**WORK TASK**
Copy all lines below that use the word "drainpipe".

**WORKING DATA**
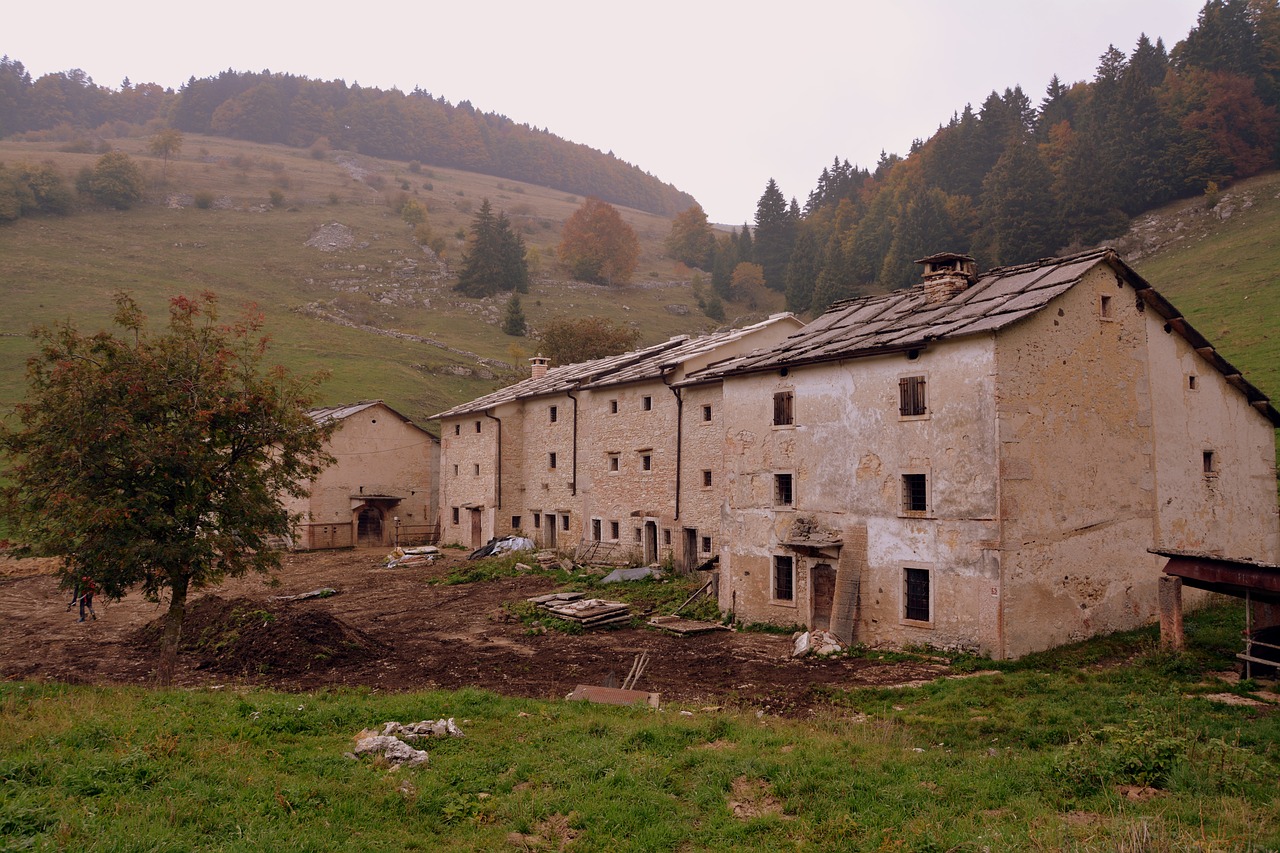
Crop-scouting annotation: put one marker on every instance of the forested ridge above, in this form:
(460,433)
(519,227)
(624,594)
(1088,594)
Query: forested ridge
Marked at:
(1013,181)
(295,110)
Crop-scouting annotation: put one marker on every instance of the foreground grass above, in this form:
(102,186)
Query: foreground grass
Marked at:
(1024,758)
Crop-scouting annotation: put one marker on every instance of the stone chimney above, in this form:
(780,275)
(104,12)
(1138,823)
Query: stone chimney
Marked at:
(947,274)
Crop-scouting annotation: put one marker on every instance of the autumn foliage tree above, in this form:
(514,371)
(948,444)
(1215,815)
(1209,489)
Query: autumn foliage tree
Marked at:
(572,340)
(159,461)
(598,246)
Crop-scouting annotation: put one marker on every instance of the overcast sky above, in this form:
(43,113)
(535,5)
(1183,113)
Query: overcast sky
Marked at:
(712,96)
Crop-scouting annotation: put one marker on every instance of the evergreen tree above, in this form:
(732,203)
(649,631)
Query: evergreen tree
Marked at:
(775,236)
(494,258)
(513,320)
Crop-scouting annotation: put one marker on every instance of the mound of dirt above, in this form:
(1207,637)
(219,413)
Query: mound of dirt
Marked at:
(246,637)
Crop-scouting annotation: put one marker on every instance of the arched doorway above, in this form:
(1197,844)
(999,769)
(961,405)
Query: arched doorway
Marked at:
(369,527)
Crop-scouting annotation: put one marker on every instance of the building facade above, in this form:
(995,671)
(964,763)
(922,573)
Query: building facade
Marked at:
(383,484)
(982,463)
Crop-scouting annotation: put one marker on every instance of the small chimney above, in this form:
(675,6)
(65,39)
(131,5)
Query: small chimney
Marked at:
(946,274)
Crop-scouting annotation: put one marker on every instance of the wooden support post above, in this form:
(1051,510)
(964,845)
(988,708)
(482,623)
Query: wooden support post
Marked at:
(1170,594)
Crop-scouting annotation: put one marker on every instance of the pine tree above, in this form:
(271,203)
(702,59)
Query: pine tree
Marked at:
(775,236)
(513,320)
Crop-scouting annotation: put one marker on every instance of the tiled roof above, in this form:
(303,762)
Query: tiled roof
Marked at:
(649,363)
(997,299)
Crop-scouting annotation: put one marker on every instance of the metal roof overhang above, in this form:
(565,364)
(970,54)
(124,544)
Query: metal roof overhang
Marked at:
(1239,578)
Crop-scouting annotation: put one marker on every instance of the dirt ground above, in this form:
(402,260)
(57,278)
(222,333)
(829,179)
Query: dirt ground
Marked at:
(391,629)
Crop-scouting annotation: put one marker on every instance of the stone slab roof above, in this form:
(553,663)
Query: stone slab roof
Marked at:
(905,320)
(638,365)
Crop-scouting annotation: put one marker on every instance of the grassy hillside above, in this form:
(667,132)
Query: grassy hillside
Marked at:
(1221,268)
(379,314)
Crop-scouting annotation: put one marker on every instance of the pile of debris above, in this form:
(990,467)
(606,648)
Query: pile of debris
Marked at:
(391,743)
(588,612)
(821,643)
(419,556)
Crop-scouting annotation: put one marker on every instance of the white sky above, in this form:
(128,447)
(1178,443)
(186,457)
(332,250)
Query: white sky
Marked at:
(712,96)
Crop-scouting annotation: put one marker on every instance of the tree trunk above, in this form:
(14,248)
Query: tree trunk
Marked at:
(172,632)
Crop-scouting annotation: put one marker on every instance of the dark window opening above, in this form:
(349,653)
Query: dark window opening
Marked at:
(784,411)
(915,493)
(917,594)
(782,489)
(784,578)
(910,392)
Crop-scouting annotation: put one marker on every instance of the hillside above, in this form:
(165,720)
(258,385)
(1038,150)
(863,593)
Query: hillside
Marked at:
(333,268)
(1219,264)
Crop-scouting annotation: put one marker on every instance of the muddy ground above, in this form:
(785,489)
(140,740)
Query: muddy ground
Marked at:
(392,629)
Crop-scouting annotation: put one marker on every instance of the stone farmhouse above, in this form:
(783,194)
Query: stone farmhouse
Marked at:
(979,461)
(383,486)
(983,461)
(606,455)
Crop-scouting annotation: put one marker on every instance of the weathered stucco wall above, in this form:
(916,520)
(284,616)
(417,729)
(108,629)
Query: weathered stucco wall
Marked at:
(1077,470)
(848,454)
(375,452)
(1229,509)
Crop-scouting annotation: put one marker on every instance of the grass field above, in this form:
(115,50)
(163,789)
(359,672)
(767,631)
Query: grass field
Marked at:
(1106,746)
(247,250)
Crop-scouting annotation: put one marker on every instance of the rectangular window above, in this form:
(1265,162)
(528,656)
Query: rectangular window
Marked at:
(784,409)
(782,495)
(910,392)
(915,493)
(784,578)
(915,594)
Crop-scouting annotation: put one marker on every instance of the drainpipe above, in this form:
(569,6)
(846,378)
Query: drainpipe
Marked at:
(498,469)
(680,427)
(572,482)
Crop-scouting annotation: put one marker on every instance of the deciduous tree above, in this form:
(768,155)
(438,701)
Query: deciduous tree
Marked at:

**RESULT**
Crop-scouting annotation: put one marker on every instance of the drainpipe above, in this form:
Query: drainpipe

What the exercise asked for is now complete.